▶ [Task prompt]: Decide whether each statement agrees with the motorhome forum thread below, and answer yes or no for each, quoting the exact words from the thread that decide it. 1. One reply suggests at least £3k off on every £15k. 2. After inspecting the Seascape, the first poster reports hardly any adjustment on the driver's seat. 3. One reply recommends telling the dealer that you plan to have the van serviced there.

─── Given passage ───

# New to Motorhomes



## 103274 (Mar 5, 2007)

We've had tourers for years, but going motorhome soon. Two questions today:
1. We've seen a 2004 Avondale Seascape. Looks good. Any experiences good or bad?
2. I'm used to haggling when buying a car, but how successful is it when buying second hand at a medium size motorhome dealer? What sort of percentage should you expect to get knocked off for no part exchange/cash deal?
Many thanks.


----------



## eddied (May 9, 2005)

hi Gloucestergeoff, and welcome to MHF.
Don't know anything about the Avondale except that they are supposed to be a prestige marque.
As for haggling with cash in hand deal, definitely. At least 10/15% percent off windscreen price, maybe more, plus a few accessories thrown in.
Whatever you come up with, enjoy it.
saluti,
eddied


----------



## Minerva (May 22, 2006)

Welcome Geoff

Q1 - No Experience
Q2 - Haggle away, it is a buyers market, I would suggest at least £2k on every £15k.

Good Luck 
Bill


----------



## peedee (May 10, 2005)

Haven't Avondale stopped making motorhomes after a brief foray into the market? If you ever need specific Avondale parts there maybe problems?

pedee


----------



## 103274 (Mar 5, 2007)

Many thanks to pedee, saluti and Bill. Just been out to inspect the Seascape - lovely van. But there's hardly any adjustment on driver's seat - sort of wall behind it - and I couldn't get my legs under the steering wheel! (I'm 6ft4ins). Hey Ho - have to the my legs shortened!
Thanks for haggling advice - I'll bear that in mind when I get round to seeing something we like which has both a long bed and a driving seat I can fit in.
Cheers.
Geoff


----------



## moblee (Dec 31, 2006)

*hymer*

As the other members have said always haggle,I always have sucessfully.(If you don't ask you don't get).Good luck,Good searching and Welcome.


----------



## geraldandannie (Jun 4, 2006)

Hi, Geoff

Welcome to MHF (as we call it, 'cos we're too lazy to type MotorhomeFacts).

The Avondale Seascape is not a van I've come across beffore - I found some information >> here << and >> here <<. It looks a nice van, but I would personally stick to one of the more popular makes.

Good luck with the search!

Gerald


----------



## Grizzly (May 9, 2005)

Gloucestergeoff said:


> 2. I'm used to haggling when buying a car, but how successful is it when buying second hand at a medium size motorhome dealer? What sort of percentage should you expect to get knocked off for no part exchange/cash deal?
> Many thanks.


Welcome Gloucestergeoff. Not very long ago we exchanged our van and I put this thread up on the forum. We found the information very useful so hope you might too. This has been the first deal when we've felt that honour was satisfied on both sides of the deal.

http://www.motorhomefacts.com/ftopict-24092-haggling.html

An excellent decision to change from caravan to MH if I might say so !

G

PS One thing it is worth dropping into the conversation is the fact that you intend to have the van serviced by the dealer you are buying from. I think they must make a lot of money on this as it does seem to be important in striking a good deal.


----------

─── Given records ───

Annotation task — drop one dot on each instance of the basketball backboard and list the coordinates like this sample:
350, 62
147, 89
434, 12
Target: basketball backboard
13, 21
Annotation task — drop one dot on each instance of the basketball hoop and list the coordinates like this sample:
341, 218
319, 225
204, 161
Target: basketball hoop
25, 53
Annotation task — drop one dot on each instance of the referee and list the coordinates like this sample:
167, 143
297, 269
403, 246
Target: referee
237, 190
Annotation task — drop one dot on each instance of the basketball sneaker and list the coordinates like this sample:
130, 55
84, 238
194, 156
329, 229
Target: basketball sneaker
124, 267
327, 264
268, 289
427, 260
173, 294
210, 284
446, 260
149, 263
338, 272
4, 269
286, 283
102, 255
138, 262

───

▶ [The result]:
1. No: "I would suggest at least £2k on every £15k."
2. Yes: "there's hardly any adjustment on driver's seat"
3. Yes: "One thing it is worth dropping into the conversation is the fact that you intend to have the van serviced by the dealer you are buying from."